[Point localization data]
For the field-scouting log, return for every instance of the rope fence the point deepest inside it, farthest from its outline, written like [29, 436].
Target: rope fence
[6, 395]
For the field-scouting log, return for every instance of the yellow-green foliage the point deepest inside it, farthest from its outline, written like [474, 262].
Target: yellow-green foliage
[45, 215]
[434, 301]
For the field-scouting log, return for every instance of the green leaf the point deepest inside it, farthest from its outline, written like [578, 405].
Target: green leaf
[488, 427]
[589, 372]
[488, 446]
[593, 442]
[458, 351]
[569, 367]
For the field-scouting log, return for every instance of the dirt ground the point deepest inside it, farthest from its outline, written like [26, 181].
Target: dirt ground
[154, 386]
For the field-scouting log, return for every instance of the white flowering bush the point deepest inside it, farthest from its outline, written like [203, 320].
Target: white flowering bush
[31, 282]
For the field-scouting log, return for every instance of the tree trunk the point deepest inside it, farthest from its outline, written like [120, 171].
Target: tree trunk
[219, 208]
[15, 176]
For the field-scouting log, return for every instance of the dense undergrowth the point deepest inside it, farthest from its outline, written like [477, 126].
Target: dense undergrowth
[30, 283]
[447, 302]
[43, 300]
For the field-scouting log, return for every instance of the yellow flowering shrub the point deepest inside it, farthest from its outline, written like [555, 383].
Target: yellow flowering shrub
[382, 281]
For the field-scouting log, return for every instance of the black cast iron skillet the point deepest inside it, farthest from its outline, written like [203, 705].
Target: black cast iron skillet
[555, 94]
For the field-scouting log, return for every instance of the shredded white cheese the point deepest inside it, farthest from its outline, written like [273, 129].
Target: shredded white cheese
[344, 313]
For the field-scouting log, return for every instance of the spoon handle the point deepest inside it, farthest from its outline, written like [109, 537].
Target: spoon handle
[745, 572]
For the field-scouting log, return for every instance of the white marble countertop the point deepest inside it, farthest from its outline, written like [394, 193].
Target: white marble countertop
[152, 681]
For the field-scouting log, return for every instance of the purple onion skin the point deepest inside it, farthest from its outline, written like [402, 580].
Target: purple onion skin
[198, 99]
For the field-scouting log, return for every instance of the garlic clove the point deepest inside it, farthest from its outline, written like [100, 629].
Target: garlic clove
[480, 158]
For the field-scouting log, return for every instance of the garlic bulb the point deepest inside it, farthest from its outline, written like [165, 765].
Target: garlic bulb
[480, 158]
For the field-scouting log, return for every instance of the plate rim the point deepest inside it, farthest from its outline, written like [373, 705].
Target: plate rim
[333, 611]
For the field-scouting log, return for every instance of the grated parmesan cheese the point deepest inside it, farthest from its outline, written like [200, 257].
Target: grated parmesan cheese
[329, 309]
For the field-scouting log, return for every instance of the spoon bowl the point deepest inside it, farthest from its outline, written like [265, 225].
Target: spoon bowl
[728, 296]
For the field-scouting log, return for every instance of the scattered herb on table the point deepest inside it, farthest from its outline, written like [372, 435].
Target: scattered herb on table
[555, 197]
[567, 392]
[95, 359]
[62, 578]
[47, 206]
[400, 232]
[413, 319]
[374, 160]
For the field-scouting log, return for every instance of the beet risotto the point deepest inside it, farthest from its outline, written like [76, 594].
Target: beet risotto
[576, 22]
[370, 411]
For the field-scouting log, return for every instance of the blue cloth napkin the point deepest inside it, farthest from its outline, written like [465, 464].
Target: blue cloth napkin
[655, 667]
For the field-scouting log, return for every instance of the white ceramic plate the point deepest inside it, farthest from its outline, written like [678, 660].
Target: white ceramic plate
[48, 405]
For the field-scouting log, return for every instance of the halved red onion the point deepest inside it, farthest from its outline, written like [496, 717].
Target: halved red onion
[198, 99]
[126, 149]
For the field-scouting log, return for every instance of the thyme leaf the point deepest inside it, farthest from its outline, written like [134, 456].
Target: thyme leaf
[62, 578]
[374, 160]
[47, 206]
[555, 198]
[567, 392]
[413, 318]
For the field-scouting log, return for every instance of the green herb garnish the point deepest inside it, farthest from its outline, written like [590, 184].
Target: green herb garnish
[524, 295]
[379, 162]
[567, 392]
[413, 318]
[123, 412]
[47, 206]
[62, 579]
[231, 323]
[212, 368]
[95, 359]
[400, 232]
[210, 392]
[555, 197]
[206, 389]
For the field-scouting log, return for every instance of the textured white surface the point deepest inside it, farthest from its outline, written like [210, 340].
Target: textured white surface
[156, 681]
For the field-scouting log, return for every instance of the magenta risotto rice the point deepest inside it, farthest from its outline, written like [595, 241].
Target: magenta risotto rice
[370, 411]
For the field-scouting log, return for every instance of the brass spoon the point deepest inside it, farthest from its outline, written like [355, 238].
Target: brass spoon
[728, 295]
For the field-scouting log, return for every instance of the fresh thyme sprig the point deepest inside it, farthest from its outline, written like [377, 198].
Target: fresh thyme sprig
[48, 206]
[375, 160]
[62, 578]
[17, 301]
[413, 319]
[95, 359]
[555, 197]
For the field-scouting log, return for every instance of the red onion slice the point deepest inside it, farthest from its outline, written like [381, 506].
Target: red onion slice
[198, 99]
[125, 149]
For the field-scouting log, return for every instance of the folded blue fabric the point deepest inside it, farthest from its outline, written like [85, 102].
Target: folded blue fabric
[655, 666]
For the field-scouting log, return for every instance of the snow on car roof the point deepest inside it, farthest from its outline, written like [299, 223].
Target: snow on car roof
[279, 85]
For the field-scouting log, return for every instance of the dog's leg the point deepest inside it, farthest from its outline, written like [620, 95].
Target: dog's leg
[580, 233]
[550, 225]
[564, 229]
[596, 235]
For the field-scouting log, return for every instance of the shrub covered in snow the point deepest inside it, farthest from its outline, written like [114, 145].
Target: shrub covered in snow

WORK ORDER: Repeat the data in full. Nothing may be dropped or altered.

ANSWER AREA:
For the field-scouting log, return for every instance of the rope fence the point deepest inside it, farthest from its outline, written like [29, 436].
Target: rope fence
[6, 395]
For the field-scouting log, return for every instance of the yellow-green foliage the point deepest inside it, farthest from its outline, written like [474, 262].
Target: yellow-green foliage
[45, 215]
[434, 301]
For the field-scouting log, return for every instance of the green leaf the point deepest inside it, farthest from its outline, written like [578, 405].
Target: green leaf
[488, 427]
[589, 372]
[488, 446]
[593, 442]
[458, 351]
[569, 367]
For the field-scouting log, return for every instance of the dirt ground the point deepest inside it, farthest from its outline, written like [26, 181].
Target: dirt ground
[154, 386]
For the field-scouting log, return for every instance of the white flowering bush the point deepest inside it, farthest from its outline, written like [203, 320].
Target: white flowering bush
[31, 282]
For the field-scouting log, return for every instance of the tree trunk the point deepest inside it, farthest from its outline, written like [120, 171].
Target: tree trunk
[219, 208]
[15, 176]
For the field-scouting log, return for every instance of the dense undergrowth the point deepest inside it, farthest from its outline, written like [477, 126].
Target: dense undergrowth
[30, 283]
[447, 302]
[43, 300]
For the field-scouting log, return for every instance of the yellow flowering shrub the point deepest inside it, farthest from its outline, written like [555, 383].
Target: yellow flowering shrub
[382, 281]
For the field-scouting log, return for every instance of the black cast iron skillet the point deepest inside it, farthest from its outline, written like [203, 705].
Target: black cast iron skillet
[555, 94]
For the field-scouting log, return for every instance of the shredded white cheese the point deepest inside it, farthest from its outline, written like [273, 129].
Target: shredded white cheese
[344, 313]
For the field-scouting log, return for every instance of the spoon handle the point deepest inside it, farthest from its outline, written like [109, 537].
Target: spoon handle
[745, 572]
For the field-scouting log, return for every instance of the white marble countertop the point deepest inside it, farthest from its outline, written like [394, 193].
Target: white marble countertop
[152, 681]
For the field-scouting log, return for every instance of the purple onion skin the point deepest inside it, farthest from its outline, written like [402, 580].
Target: purple onion skin
[198, 99]
For the field-scouting log, return for every instance of the garlic clove the point deepest inside it, farthest from its outline, written like [100, 629].
Target: garlic clove
[480, 158]
For the field-scouting log, return for every instance of the garlic bulb the point deepest inside it, farthest from its outline, written like [165, 765].
Target: garlic bulb
[480, 158]
For the field-scouting log, return for every instance of the plate rim the point deepest inside it, farthest from its outline, written like [373, 705].
Target: plate rim
[333, 611]
For the field-scouting log, return for every instance of the grated parmesan cheese the point deepest inside it, farthest from its outline, written like [200, 257].
Target: grated parmesan cheese
[329, 309]
For the field-scouting log, return for every instance of the spoon bowl the point deepest inside it, farthest from its outline, written like [265, 225].
Target: spoon bowl
[728, 296]
For the field-scouting log, return for every instance of the scattered herb on table the point deepest inside it, farthest from its outline, written like [372, 435].
Target: scattered herb on table
[555, 197]
[567, 392]
[95, 359]
[62, 578]
[47, 206]
[400, 232]
[413, 319]
[374, 160]
For the field-scouting log, return for every instance of the beet risotto the point deepest inside it, farthest from its outline, written like [76, 594].
Target: beet risotto
[576, 22]
[370, 411]
For the field-scouting log, return for every instance of the blue cloth napkin the point deepest inside it, farthest from its outline, written like [465, 464].
Target: blue cloth napkin
[655, 667]
For the field-scouting log, return for every instance of the white ceramic plate the point deepest inside it, farthest from its outline, written like [678, 660].
Target: white ceramic plate
[48, 405]
For the field-scouting log, return for every instance of the halved red onion the point deepest inside it, farthest from its outline, written like [496, 717].
Target: halved red onion
[198, 99]
[126, 149]
For the field-scouting log, return for every instance of the thyme leaf the point deepest inside it, farthest from its outline, written like [134, 456].
Target: thyme leaf
[62, 578]
[374, 160]
[47, 206]
[555, 198]
[567, 392]
[413, 318]
For the field-scouting log, return for every instance of the green herb garnish the point deepest inside it, farthest from its outline, written like [590, 184].
Target: green herb garnish
[524, 295]
[379, 162]
[567, 392]
[413, 318]
[123, 412]
[47, 206]
[62, 579]
[231, 323]
[212, 368]
[95, 359]
[400, 232]
[210, 392]
[555, 197]
[206, 389]
For the field-scouting log, return for every instance of the textured white surface the point deepest inside it, farthest from its outline, written like [210, 340].
Target: textured white surface
[156, 681]
For the field-scouting log, return for every instance of the magenta risotto rice the point deepest inside it, farthest from its outline, written like [595, 241].
Target: magenta risotto rice
[370, 411]
For the field-scouting log, return for every instance of the brass spoon the point deepest inside it, farthest from its outline, written like [355, 238].
Target: brass spoon
[728, 295]
For the field-scouting log, return for every instance of the fresh thyme sprig the point deepest inside it, farthest from its outline, written like [377, 198].
Target: fresh thyme sprig
[48, 206]
[375, 160]
[62, 578]
[17, 301]
[413, 319]
[95, 359]
[555, 197]
For the field-scouting log, return for every instance of the red onion slice the point deepest inside it, farthest from its outline, written like [381, 506].
Target: red onion slice
[198, 99]
[125, 149]
For the field-scouting log, return for every instance of the folded blue fabric the point deepest inside it, farthest from its outline, written like [85, 102].
Target: folded blue fabric
[655, 666]
For the field-scouting log, return for every instance of the snow on car roof the point deepest inside it, farthest from its outline, written like [299, 223].
Target: snow on car roof
[279, 85]
For the field-scouting log, return for every instance of the dog's leg the point deepest inside it, farthest from its outline, written like [620, 95].
Target: dog's leg
[580, 233]
[550, 225]
[564, 229]
[596, 235]
For the field-scouting log, return for every instance of the shrub covered in snow the point deepest inside it, farthest from its outline, written like [114, 145].
Target: shrub covered in snow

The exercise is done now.